> [OBJECTIVE]: Give back, unchanged, the lines of the entries starting at the line that contains "Note: for this drill, mark the white" and ending with the last line of the entries, both included.

(Stored entries)
··········
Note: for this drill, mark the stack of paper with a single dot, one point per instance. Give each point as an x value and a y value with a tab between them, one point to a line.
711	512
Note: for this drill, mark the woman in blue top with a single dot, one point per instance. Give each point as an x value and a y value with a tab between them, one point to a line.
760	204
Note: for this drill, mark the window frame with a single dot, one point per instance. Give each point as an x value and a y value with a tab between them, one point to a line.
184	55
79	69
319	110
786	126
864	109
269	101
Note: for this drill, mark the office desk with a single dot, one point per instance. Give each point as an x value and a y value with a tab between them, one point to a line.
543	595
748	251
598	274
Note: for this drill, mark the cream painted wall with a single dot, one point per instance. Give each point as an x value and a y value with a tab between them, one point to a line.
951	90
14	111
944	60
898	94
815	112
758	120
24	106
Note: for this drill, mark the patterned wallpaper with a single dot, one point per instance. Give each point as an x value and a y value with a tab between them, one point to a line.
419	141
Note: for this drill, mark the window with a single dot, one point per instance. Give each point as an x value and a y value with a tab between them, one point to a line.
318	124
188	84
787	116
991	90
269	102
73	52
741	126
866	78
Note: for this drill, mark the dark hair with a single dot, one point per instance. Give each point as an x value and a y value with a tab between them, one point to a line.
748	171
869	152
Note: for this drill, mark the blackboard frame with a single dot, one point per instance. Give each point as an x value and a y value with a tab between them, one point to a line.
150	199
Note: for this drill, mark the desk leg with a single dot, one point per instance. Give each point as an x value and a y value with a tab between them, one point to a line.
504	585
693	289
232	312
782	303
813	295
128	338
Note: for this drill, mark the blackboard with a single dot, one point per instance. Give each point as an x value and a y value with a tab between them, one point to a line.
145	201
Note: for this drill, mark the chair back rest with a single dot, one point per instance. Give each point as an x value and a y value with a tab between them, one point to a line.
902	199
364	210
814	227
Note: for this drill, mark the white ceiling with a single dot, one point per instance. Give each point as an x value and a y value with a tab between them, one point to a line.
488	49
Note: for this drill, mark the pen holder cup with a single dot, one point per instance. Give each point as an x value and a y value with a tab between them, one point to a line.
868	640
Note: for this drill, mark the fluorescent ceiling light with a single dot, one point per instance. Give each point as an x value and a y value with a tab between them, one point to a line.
··········
> [EXPECTED ANSWER]:
Note: for this drill, mark the white ceiling with a single dot, one point per instance. Give each point as an x value and a y value with a tab between them, one point to a line.
488	49
Note: for this drill, mark the pen holder cup with a single dot, one point per instance. Give each point as an x value and a y value with a tab between them, one point to a line.
868	640
Note: for this drill, mark the fluorescent ceiling light with a single dot, one point per instance. Give each point as an x value and a y value with a tab between them, one point to a line.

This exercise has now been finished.